Source material ▸
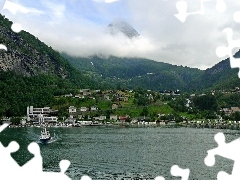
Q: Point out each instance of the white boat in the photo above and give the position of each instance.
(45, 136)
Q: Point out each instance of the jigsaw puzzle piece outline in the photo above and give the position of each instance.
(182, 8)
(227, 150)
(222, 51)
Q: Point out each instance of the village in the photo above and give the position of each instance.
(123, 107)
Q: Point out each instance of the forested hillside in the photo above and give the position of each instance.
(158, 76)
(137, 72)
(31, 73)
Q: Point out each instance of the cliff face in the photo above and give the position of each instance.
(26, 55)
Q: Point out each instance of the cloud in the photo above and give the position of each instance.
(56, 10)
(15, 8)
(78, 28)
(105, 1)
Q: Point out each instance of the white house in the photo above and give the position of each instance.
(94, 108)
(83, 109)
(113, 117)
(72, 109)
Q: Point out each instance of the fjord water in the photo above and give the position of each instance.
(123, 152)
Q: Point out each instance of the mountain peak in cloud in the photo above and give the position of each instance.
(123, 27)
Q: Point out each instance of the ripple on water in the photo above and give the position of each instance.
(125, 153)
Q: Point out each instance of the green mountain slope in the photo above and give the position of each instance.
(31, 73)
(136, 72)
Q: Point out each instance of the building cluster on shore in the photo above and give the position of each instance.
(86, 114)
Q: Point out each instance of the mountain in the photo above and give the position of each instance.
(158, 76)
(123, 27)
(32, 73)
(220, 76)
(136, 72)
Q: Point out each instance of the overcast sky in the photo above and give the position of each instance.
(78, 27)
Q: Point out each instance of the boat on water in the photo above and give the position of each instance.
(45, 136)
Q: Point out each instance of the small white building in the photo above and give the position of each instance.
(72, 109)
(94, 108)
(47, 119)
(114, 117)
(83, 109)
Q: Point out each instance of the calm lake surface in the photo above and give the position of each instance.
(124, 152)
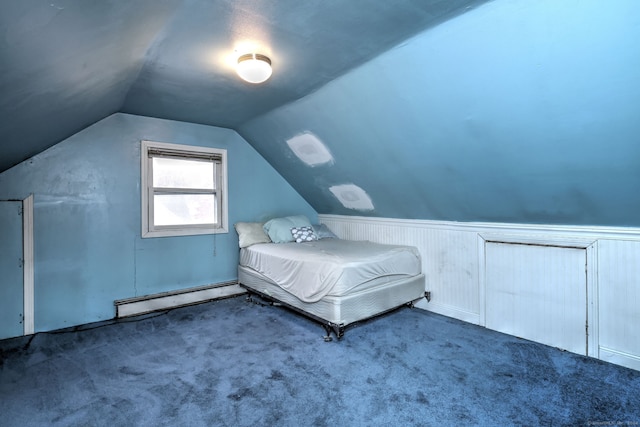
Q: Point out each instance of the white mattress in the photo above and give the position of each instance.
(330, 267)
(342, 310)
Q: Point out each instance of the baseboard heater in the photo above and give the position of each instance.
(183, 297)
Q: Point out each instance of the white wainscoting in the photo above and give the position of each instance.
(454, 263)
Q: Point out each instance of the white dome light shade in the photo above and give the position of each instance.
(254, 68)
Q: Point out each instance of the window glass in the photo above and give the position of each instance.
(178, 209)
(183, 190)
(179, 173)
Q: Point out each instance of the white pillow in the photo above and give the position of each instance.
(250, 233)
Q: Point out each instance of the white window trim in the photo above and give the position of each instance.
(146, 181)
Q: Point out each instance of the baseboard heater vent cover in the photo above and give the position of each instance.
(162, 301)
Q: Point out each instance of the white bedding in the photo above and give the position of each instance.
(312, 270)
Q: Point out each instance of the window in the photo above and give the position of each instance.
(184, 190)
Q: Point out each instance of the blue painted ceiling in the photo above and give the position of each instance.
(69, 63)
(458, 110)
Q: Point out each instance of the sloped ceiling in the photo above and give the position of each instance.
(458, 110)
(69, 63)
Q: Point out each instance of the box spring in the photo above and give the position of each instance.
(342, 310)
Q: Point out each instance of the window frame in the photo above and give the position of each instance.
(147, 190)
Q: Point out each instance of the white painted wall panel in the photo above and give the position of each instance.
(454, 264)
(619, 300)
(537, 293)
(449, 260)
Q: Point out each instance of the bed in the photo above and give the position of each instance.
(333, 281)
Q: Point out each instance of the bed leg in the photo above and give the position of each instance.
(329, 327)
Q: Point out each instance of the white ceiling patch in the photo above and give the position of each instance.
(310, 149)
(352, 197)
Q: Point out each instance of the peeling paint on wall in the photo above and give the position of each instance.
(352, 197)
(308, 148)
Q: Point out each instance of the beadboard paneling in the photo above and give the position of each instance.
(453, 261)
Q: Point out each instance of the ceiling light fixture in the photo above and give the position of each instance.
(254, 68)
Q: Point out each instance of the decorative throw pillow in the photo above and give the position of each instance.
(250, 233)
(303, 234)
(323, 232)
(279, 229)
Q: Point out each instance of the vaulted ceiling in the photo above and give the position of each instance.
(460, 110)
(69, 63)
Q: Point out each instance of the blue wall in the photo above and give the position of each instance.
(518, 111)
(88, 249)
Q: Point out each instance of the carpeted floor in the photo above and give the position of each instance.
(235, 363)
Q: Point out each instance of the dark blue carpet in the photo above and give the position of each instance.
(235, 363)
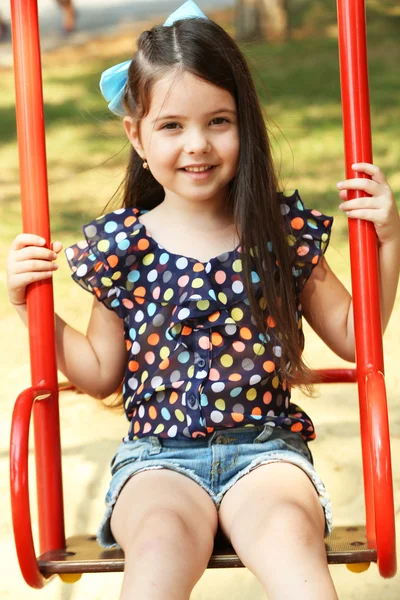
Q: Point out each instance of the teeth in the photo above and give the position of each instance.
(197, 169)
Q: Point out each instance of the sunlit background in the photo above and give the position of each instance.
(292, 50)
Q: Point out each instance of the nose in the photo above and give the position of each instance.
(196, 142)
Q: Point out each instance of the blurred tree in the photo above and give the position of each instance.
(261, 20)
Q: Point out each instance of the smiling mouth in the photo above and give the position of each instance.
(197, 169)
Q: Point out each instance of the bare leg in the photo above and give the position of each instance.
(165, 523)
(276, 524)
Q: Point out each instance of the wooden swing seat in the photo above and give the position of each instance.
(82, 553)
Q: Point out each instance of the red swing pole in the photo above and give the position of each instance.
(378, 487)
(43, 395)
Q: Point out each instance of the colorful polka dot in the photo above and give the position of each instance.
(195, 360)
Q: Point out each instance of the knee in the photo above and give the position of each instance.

What you will do ▸
Pictures in the records above are not copied; print everything else exactly.

Final result ▸
Q: Point out each instance of the white boat in the photo above and give the position of each instance.
(45, 136)
Q: Point out each instance of the jigsaw puzzle piece outline in the photo above and give the position of each instance.
(182, 8)
(227, 150)
(222, 51)
Q: Point out each instance of the village in the photo above and give the position of each instance.
(123, 107)
Q: Point out each instance of the forested hillside in the photo above and give the position of each instance.
(158, 76)
(137, 72)
(31, 73)
Q: Point out each instance of the cliff face in the photo above and give the position of each instance.
(26, 55)
Q: Point out each instance of the cloud in the photo above and give the position of each instance.
(56, 10)
(15, 8)
(78, 28)
(105, 1)
Q: Point out each instance of the white house in the photo above and give the position of each instance.
(94, 108)
(83, 109)
(113, 117)
(72, 109)
Q: Point out each instance of the fjord water in the photo above and give the position of each instance.
(123, 152)
Q: Point out each instance of the mountain peak in cloud in the photo above and give the position of each instance.
(123, 27)
Q: Point out each instance of the ripple on water in the photo above and give the position of each instance.
(125, 153)
Q: Point out each instance of the green mountain slope in the photo above and give the position of each instance.
(31, 73)
(136, 72)
Q: Point out each instance of the building cluster on shore in the photo above and give the position of each instance.
(86, 114)
Q: Point out each instance of the mountain in the photo above and give the position of each instance.
(158, 76)
(123, 27)
(32, 73)
(220, 76)
(136, 72)
Q: Point out each instance of the overcast sky in the photo above and give the position of each instance.
(78, 27)
Q: Point out each instance of the boat on water in the photo above and give the position of each instance.
(45, 136)
Q: Point out each instance of the small white building in the photo above and give the position of each instance.
(72, 109)
(94, 108)
(47, 119)
(114, 117)
(83, 109)
Q: Point out each instance of the calm lake surface in the photo above and give the position of each instance.
(124, 152)
Q: Point out each instance of the white mattress in the photo above and give the position of each instance.
(330, 267)
(342, 310)
Q: Point out each instance of the baseboard heater in the photo above and give the position of each instance.
(183, 297)
Q: Point out each instance of the white wainscoting in the photo above and give the position of each instance.
(454, 263)
Q: Point out each instance of the white dome light shade in the photo above and give the position of each instance.
(254, 68)
Q: Point out each instance of the window glass in the photo above and give the position of each instance.
(178, 209)
(183, 190)
(179, 173)
Q: Point out each instance of the white pillow in the photo above and give the position of each instance.
(250, 233)
Q: Point out each instance of the white window trim in the photo above and give the position of each instance.
(146, 181)
Q: Point out each instance of the baseboard heater vent cover in the photo above and give the position of each instance.
(162, 301)
Q: Point out each instance of the white bedding in the photo above and give the position of each instance.
(312, 270)
Q: Point out each instance of the window in the photo above and give the position of each instance.
(184, 190)
Q: Point out each instance of the blue painted ceiling in the photo above and give the position of each instance.
(69, 63)
(458, 110)
Q: Point out each instance of the sloped ceiling in the photo above and give the position of each instance.
(458, 110)
(69, 63)
Q: Point out each instance of the box spring in the photo above and give the position of each instance.
(342, 310)
Q: Point out each instance of the window frame in the photo above and give the position of each instance.
(147, 190)
Q: Point out each instance of the white painted wall panel in the photo above and give the position of each instance.
(454, 264)
(619, 300)
(537, 293)
(449, 260)
Q: Point out each instance of the bed in the photo above and give the position of each instance.
(333, 281)
Q: Point out each instance of the bed leg in the photo above and give the position of each instance.
(329, 327)
Q: Point out each instance of the white ceiling patch in the photo above and give the position of each instance.
(310, 149)
(352, 197)
Q: Point out each instance of the peeling paint on wall in the photo above and give the position of each instance.
(352, 197)
(308, 148)
Q: Point out each instance of the beadboard paneling in the photo above and give the position of each instance.
(453, 261)
Q: Point out each instance of the ceiling light fixture in the photo above and give the position of each instance.
(254, 68)
Q: Point out each instance of the decorative throw pillow in the photo above and give the position of each instance.
(250, 233)
(303, 234)
(323, 232)
(279, 229)
Q: Point out each instance of the vaulted ceiling in the photo above and give the position of each instance.
(460, 110)
(69, 63)
Q: Point out each instance of the blue wall in the photo above and give the position of each instance.
(518, 111)
(88, 249)
Q: Point out each instance of the carpeted floor in the photo above and give the position of each instance.
(235, 363)
Q: Point out each instance of the dark blue carpet in the photo above and give the position of each instance.
(235, 363)
Q: Point out each instance of the teeth in the photo above and give the position of each instance.
(197, 169)
Q: Point out each instance of the sunlit background in the photo above and give the position of each instance.
(292, 50)
Q: Point out each instance of the nose in the photo above and give the position of each instance.
(196, 142)
Q: Point out each instance of the blurred tree in the photo above and give the position of each instance.
(261, 20)
Q: Point out each instance of the smiling mouth in the photo above and give the position of each instance.
(197, 169)
Q: Point out each instance of the bare leg in the photo above and give the position of each instance.
(165, 523)
(276, 524)
Q: Point out each instance of the wooden swing seat in the photo above and give the position of each instance.
(82, 553)
Q: Point out each instance of the red swing pole in the photo above and give the position of each instance.
(378, 487)
(43, 395)
Q: Point out each instance of the colorful polka dot in the photo above and give the position of each instance.
(195, 360)
Q: Point out each instance of the knee in the photo above and give the position of each instance.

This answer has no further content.